Article 7 of the Stockholm Convention requires that all Parties prepare their National Implementation Plans (NIPs), which is the formal planning document that defines a country’s commitments, current situation and actions, as well as its plans to undertake in the field of POPs management.

Parties are expected to review and update, as appropriately, their implementation plans on periodic basis as specified by a decision of the Conference of the Parties.

EPA said Ghana prepared its NIP in 2007 but the addition of chemicals to Annexes A, B or C of the Stockholm Convention, has necessitated the need for Parties to review and update their NIPs in accordance with decision of the Conference of Parties.

The United Nations Environment Programme is therefore assisting Ghana with a Global Environment Facility fund to undertake National Implementation Planning (NIP) review and update activities.

Mr Daniel Amlalo, Executive Director, of EPA in an address read on his behalf said over the past several decades, much chemicals have been released to the environment causing lots of diseases including cancer which is currently on the rise in Ghana.

He said through human activities, POPs are now widely distributed over large regions including those where POPs have never been used.

Point-per-instance localization data
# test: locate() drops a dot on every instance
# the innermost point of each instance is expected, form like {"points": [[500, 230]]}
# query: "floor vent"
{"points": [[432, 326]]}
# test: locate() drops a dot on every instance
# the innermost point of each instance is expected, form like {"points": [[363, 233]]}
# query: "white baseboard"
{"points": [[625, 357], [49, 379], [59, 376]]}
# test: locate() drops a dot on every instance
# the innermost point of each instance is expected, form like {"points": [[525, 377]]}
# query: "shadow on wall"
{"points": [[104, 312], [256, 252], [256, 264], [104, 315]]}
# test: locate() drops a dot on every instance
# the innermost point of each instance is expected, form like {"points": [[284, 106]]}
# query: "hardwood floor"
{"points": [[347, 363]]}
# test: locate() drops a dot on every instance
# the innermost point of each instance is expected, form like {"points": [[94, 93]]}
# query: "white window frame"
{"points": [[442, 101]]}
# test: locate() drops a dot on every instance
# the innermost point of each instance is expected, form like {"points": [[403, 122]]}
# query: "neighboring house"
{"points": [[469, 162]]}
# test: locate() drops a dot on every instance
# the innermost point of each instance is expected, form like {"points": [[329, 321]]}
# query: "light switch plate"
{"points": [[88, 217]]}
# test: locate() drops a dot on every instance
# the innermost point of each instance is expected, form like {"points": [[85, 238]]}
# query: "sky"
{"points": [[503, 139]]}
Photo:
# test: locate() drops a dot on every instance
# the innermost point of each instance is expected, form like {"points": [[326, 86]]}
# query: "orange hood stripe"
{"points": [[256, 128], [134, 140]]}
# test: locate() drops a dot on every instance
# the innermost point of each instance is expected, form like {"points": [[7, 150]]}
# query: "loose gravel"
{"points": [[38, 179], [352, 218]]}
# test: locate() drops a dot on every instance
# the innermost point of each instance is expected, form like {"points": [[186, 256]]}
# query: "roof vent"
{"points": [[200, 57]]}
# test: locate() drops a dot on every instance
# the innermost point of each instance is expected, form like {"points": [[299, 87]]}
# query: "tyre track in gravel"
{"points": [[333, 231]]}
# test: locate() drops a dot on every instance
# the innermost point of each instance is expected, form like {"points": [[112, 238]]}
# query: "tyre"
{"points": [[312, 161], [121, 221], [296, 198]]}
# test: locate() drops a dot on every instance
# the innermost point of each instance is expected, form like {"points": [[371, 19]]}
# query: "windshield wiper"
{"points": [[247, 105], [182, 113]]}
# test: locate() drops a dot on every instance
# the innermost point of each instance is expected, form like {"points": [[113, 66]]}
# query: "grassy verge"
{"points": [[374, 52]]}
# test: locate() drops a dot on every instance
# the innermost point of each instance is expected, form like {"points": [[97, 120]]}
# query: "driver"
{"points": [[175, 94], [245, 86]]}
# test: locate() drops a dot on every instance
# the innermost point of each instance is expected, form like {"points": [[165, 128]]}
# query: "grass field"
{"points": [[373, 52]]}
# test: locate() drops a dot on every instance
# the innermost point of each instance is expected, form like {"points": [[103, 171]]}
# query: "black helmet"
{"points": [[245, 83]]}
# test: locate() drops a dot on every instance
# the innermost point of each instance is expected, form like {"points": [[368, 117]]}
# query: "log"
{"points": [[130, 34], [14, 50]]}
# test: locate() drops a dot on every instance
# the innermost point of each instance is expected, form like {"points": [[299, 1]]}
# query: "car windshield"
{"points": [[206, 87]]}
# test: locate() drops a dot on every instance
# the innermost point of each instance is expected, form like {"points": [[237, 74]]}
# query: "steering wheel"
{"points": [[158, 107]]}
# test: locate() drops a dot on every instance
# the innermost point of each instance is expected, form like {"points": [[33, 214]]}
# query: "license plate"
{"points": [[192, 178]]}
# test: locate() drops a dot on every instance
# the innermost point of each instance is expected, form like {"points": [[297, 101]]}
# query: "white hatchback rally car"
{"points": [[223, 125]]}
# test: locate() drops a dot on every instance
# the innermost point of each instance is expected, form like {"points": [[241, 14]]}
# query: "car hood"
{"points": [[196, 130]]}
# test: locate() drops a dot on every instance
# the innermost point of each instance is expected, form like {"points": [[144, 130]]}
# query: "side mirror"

**ABOUT THIS TASK**: Copy the passage about Ghana's Stockholm Convention implementation plan word for word, starting at "Parties are expected" and ending after "of the Parties.".

**EXERCISE RESULT**:
Parties are expected to review and update, as appropriately, their implementation plans on periodic basis as specified by a decision of the Conference of the Parties.